» **AIM**
Please find every line in the rows below that contains the word "flower" and copy each of those lines. Matching is case-sensitive.

(Segmentation dataset rows)
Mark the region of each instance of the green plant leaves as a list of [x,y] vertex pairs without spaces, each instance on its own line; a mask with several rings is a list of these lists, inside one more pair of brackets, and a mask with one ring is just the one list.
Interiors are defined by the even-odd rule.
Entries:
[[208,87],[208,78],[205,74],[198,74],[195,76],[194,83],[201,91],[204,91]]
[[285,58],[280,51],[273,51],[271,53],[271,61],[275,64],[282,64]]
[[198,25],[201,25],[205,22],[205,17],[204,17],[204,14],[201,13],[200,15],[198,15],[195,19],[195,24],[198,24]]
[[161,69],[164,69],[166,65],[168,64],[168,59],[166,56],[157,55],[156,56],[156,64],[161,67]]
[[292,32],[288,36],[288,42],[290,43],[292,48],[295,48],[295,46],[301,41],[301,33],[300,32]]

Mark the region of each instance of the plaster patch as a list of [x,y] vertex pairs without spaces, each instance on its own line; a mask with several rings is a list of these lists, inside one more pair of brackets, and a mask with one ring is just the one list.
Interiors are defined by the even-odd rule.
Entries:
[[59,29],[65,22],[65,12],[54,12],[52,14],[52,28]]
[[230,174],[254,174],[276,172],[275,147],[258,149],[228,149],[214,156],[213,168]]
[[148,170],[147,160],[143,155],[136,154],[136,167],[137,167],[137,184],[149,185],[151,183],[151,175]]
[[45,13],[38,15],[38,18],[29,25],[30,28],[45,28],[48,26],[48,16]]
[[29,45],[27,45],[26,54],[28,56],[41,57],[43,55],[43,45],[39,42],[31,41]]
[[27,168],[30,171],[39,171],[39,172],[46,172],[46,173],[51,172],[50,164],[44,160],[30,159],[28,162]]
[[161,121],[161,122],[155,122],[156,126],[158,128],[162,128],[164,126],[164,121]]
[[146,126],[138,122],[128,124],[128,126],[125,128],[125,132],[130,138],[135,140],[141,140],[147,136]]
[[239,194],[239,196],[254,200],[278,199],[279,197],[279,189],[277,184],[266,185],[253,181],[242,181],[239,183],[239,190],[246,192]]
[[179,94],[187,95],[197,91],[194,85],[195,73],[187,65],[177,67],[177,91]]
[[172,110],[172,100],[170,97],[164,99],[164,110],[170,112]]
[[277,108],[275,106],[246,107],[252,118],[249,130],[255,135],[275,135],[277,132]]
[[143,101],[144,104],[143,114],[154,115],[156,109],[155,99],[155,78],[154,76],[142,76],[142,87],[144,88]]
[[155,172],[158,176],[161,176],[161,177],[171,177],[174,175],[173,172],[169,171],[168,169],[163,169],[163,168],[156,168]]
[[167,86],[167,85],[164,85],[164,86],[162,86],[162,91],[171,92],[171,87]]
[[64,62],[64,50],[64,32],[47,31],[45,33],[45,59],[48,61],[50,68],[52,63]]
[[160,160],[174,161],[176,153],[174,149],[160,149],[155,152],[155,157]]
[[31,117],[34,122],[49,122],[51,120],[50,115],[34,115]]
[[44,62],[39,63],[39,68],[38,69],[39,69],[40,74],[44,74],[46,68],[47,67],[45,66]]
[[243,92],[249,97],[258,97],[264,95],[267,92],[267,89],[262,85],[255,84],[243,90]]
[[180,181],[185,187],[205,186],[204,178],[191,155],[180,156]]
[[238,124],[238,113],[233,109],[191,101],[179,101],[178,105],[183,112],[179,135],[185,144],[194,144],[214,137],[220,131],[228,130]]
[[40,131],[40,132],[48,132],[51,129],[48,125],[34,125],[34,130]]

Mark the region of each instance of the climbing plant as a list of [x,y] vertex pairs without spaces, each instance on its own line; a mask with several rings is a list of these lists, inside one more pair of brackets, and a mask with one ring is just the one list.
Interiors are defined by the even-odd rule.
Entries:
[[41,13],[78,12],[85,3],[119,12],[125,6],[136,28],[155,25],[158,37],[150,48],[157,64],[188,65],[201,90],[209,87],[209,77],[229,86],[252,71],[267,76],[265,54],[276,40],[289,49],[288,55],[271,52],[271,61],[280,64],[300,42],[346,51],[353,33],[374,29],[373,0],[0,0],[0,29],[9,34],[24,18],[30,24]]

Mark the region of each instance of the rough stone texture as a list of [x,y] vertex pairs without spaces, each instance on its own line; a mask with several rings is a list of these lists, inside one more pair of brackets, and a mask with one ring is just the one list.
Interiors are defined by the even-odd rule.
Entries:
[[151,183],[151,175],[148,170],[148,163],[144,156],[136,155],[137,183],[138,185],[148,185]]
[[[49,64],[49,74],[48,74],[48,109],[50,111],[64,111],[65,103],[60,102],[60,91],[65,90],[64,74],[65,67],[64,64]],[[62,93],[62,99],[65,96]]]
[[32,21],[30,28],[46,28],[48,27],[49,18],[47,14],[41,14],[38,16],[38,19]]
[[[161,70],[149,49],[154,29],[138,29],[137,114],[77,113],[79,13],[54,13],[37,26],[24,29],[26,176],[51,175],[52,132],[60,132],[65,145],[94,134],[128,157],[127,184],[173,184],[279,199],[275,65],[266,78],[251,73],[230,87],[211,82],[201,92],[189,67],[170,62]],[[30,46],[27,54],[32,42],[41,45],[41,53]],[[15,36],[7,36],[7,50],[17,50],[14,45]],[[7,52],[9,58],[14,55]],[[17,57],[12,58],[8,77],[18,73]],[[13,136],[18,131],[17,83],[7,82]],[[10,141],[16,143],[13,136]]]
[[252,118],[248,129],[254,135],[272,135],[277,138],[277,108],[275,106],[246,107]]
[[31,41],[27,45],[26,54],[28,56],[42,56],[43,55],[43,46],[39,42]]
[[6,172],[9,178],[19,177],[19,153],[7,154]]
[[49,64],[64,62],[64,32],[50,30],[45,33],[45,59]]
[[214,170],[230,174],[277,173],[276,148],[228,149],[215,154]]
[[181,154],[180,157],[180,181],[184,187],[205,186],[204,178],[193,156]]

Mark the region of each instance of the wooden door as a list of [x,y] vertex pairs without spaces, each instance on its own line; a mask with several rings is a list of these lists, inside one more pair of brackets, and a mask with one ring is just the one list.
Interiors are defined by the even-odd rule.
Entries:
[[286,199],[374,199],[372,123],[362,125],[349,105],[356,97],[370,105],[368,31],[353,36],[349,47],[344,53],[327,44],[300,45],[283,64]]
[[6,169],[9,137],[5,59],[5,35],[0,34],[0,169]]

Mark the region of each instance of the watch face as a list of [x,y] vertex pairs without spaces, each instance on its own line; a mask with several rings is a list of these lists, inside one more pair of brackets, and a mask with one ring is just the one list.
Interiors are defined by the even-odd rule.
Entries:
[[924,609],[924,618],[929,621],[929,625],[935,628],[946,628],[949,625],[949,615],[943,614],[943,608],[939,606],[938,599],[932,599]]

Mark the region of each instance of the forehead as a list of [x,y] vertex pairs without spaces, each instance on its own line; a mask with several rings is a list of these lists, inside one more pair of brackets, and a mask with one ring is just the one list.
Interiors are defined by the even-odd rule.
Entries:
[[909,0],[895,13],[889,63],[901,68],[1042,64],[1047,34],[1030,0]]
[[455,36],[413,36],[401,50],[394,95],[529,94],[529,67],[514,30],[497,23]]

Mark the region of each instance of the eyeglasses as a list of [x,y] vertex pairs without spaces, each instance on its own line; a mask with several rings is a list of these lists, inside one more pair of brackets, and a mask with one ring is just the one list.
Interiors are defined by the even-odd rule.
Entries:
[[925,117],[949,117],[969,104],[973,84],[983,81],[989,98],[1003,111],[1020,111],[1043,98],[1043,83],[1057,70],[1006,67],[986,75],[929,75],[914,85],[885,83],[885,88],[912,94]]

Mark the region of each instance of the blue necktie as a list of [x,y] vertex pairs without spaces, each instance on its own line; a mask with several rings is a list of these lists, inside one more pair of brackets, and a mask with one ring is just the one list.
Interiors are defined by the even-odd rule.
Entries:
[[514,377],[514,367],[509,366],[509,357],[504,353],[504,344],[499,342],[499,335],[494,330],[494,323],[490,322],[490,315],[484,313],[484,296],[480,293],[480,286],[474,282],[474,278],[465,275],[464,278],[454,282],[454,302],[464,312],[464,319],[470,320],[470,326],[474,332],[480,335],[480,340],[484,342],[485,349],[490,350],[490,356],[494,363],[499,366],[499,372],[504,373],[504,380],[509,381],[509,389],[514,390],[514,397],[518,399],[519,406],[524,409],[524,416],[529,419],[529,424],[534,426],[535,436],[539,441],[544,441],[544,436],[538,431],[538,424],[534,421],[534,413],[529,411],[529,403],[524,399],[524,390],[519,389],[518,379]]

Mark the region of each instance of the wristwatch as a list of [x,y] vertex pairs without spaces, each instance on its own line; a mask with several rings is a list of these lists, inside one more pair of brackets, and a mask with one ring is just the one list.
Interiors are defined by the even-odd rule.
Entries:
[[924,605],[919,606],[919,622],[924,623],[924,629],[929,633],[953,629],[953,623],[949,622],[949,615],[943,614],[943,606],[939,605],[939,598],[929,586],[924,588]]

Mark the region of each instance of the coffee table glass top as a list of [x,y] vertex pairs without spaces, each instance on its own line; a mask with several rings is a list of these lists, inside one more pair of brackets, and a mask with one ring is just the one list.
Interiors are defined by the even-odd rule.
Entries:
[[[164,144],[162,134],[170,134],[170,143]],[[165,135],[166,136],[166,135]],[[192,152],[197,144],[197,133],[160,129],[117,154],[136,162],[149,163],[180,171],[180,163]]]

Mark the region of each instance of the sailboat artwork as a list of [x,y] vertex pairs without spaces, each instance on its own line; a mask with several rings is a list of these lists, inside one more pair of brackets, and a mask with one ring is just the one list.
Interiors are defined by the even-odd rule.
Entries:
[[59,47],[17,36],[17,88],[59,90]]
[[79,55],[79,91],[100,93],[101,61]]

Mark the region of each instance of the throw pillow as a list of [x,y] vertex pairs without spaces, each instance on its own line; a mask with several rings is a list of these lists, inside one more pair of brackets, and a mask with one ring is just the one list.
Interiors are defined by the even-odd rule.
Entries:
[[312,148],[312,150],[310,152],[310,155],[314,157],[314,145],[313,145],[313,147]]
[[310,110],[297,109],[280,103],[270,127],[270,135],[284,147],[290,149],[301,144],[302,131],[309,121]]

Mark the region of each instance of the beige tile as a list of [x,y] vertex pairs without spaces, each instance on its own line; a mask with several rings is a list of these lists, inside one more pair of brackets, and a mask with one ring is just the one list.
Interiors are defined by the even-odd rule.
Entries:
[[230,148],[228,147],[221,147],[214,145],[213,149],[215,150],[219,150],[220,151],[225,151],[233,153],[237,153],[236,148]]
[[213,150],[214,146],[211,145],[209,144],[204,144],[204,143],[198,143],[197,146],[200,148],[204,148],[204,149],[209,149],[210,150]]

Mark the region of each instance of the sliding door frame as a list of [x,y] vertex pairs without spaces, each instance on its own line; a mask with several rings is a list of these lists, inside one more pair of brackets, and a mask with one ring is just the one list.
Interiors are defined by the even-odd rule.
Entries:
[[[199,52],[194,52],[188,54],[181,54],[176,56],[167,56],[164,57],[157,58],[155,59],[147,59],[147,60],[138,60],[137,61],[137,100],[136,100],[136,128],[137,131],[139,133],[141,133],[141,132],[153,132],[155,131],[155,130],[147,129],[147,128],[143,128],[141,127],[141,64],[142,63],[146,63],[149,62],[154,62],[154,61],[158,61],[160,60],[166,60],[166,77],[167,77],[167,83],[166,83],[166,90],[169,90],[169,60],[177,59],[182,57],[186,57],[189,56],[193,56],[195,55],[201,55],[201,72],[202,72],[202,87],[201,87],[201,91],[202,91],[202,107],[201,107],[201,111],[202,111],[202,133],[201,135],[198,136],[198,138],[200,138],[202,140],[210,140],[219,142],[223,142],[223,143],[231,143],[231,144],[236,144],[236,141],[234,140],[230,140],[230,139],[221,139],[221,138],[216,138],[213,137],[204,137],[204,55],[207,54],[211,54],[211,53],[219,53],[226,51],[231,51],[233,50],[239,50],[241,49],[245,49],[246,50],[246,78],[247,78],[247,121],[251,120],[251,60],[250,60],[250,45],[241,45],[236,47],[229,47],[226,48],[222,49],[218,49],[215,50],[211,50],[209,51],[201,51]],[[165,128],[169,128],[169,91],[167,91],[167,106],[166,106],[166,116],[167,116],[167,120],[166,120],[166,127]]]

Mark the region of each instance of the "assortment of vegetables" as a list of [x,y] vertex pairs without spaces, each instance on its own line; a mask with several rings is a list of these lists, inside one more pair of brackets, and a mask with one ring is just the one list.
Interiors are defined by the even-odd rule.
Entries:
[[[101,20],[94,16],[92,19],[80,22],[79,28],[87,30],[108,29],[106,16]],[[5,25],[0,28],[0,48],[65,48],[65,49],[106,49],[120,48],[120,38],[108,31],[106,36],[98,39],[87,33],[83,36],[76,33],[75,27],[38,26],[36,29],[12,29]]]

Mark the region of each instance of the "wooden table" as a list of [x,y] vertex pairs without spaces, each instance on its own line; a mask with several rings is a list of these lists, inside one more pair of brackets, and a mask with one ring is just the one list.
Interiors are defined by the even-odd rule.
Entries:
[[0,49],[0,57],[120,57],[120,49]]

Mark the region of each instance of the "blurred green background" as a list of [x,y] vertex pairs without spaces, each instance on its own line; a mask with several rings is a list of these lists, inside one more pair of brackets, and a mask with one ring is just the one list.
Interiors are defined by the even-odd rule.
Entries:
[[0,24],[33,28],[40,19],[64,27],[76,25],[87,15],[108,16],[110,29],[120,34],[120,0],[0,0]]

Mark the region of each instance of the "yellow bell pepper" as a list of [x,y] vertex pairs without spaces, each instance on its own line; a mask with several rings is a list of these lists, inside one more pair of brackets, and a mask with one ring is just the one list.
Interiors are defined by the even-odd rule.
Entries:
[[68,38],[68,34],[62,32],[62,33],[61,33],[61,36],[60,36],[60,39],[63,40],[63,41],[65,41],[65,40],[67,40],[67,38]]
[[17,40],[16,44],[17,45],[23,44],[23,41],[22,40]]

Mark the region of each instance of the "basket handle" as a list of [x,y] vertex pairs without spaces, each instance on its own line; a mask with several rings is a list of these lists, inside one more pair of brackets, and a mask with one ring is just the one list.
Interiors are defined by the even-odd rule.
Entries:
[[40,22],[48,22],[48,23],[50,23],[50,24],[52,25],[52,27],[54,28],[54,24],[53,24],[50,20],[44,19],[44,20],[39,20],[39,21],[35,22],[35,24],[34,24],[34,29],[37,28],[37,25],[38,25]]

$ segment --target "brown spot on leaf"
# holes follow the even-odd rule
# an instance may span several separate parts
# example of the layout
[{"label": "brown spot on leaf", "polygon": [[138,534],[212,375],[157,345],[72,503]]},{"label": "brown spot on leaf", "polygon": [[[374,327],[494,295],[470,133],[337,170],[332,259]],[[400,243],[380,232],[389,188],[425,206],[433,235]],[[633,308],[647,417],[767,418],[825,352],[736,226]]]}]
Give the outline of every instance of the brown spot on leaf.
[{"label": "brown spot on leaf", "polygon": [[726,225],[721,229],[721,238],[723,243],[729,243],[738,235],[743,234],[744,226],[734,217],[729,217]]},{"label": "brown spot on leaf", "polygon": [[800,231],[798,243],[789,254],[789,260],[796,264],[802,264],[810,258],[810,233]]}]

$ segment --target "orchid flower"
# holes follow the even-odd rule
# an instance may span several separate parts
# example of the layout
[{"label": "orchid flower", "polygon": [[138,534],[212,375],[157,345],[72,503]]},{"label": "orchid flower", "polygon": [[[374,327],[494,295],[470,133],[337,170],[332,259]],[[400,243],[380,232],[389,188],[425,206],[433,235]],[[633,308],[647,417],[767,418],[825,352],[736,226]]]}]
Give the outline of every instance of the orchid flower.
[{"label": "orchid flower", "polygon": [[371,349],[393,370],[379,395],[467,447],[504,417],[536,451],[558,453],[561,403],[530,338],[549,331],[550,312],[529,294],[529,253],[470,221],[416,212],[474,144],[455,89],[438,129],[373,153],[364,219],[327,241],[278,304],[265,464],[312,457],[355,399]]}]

» **TASK SOLUTION**
$ segment --target "orchid flower"
[{"label": "orchid flower", "polygon": [[138,534],[212,375],[157,345],[72,503]]},{"label": "orchid flower", "polygon": [[[374,327],[494,295],[470,133],[337,170],[332,259]],[[400,243],[380,232],[389,188],[425,206],[433,235]],[[633,308],[647,417],[767,418],[825,352],[736,226]]]}]
Give the outline of every instance of the orchid flower.
[{"label": "orchid flower", "polygon": [[371,349],[393,370],[379,395],[467,447],[504,417],[536,451],[558,453],[561,403],[530,338],[549,331],[550,312],[529,294],[529,253],[470,221],[416,212],[474,144],[455,89],[438,129],[373,153],[364,219],[327,241],[278,304],[265,464],[312,457],[355,399]]}]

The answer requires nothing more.